TEXT EXCERPT »
[BEGIN]
A defining episode was the second Napoleonic invasion scare of 1803-4. The Addington Government launched an appeal to the nation; ‘John Bull’ was elevated into a symbol of Englishness; thousands of patriotic broadsides and ballads were circulated; the London stage devoted itself to evocations of Agincourt and Blenheim; and volunteering became so popular that, according to J.E. Cookson, more than one in five of the male population of military age went into armed service. Such a sudden burst of martial fervour can only be described as a revanche, equivalent to those in France (1792-93), Prussia (1806-7), and Russia (1812) – a heightened mood combining elements of apocalyptic despair, epiphany, catharsis, but above all of mythmaking, as a result of which a large gap emerged between what this country actually did in the French wars and what it perceived itself to be doing.
The wars of the 1790s were the first to be waged between political ideologies. The British fought on the side of the legitimists against Jacobinism, yet ideologically – for all the philippics of Burke and Windham – they had more in common with the enemy than with their allies, the autocracies of Austria, Prussia and Russia. From 1803-15 the enemy was supposed to be imperial expansion, as practised by the French; yet, as Chris Bayly has written, this period saw ‘the greatest expansion of British imperial dominion since ... the 17th century. Most later extensions of the Empire, whether in Africa in the 1880s and 1890s or in the Middle East after the First World War, were the slowly matured consequences’ of policies laid down during the French wars. The nation which fought so nobly for the autonomy of European ‘nations’ such as Germany, Italy, Sweden, Poland and Spain, happily appropriated Cape Colony, Ceylon, Tobago, St Lucia, Mauritius, Heligoland, Malta and the Ionian Isles, while subduing millions of Indians, sometimes very brutally.
[END]
ENTRIES PROVIDED »
[BEGIN]
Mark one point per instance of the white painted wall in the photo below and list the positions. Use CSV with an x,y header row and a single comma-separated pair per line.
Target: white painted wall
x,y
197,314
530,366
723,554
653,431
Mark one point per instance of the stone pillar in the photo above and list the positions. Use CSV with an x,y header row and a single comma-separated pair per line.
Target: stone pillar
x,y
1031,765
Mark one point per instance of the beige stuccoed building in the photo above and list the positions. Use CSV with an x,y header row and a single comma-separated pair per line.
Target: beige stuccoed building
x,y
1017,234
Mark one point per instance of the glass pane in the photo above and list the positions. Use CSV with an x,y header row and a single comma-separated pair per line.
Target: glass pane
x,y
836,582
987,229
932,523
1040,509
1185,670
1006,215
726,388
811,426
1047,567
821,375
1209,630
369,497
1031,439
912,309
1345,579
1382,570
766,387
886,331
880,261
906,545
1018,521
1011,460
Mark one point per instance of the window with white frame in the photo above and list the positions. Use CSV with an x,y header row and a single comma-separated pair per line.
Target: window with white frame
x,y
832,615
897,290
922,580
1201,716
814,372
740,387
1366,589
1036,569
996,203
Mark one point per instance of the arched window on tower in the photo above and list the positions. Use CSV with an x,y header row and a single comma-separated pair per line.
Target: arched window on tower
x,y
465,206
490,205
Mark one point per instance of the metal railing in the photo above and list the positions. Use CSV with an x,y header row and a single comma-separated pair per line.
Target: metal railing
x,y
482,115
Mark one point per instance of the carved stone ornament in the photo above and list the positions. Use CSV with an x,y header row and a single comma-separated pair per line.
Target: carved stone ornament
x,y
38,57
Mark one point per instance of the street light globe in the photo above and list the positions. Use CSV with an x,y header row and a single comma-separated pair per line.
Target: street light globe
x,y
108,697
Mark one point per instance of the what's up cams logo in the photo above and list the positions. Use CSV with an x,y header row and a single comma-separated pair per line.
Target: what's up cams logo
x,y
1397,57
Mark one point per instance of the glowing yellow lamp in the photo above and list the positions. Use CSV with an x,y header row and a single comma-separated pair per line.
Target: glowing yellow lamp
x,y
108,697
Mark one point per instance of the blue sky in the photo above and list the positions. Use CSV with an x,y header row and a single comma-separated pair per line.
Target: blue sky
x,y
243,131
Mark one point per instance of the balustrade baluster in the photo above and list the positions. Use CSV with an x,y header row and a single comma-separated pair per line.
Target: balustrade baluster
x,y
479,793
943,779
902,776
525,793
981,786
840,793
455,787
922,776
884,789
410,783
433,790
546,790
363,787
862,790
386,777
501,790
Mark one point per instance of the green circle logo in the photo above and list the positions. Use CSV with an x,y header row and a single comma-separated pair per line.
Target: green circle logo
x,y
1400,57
[END]
From the text on Britain during the Napoleonic wars, extract the exact wording starting at "A defining episode" and ending at "to be doing.".

A defining episode was the second Napoleonic invasion scare of 1803-4. The Addington Government launched an appeal to the nation; ‘John Bull’ was elevated into a symbol of Englishness; thousands of patriotic broadsides and ballads were circulated; the London stage devoted itself to evocations of Agincourt and Blenheim; and volunteering became so popular that, according to J.E. Cookson, more than one in five of the male population of military age went into armed service. Such a sudden burst of martial fervour can only be described as a revanche, equivalent to those in France (1792-93), Prussia (1806-7), and Russia (1812) – a heightened mood combining elements of apocalyptic despair, epiphany, catharsis, but above all of mythmaking, as a result of which a large gap emerged between what this country actually did in the French wars and what it perceived itself to be doing.